[Position identification records]
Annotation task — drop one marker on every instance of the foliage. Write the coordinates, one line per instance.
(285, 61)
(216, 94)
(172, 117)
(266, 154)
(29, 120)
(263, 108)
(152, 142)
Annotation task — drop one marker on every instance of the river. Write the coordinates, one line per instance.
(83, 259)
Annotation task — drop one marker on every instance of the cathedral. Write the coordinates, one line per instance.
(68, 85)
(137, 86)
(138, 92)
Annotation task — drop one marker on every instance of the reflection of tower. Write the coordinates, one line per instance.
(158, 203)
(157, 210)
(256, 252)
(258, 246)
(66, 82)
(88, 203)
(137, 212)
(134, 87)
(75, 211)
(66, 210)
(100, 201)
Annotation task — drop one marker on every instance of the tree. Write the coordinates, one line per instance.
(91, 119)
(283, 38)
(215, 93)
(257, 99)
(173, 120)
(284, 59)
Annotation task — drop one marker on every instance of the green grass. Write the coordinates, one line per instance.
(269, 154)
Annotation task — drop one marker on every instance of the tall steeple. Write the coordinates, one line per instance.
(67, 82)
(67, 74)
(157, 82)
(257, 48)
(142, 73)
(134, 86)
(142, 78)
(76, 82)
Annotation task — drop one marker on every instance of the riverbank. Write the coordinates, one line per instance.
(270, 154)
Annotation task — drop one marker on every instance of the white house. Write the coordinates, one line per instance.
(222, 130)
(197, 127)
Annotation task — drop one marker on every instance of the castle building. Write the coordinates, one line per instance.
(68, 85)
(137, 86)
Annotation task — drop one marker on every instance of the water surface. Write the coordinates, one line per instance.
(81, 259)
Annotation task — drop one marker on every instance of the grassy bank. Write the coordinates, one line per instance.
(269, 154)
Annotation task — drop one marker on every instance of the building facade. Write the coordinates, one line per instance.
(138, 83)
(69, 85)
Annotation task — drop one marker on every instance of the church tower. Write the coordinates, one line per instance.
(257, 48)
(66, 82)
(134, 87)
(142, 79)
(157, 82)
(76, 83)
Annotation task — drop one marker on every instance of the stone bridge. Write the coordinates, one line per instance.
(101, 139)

#### Objective
Copy out word for word the stretch of the rows from the line containing "of the grassy" through the end of the rows.

#### Output for this exercise
Annotation task — drop one marker on every instance of the grassy bank. Write the coordinates, one line per instance.
(269, 154)
Annotation task — drop one marker on every instance of the building facade. Write the coordinates, one line per instance.
(138, 83)
(69, 85)
Annotation task — drop one marker on every instance of the church tower. Write the coordinates, one line per instance.
(257, 48)
(66, 82)
(134, 87)
(142, 79)
(157, 82)
(76, 83)
Annotation task — drop one marker on every instance of the stone bridge. Write the coordinates, one line per instance.
(101, 139)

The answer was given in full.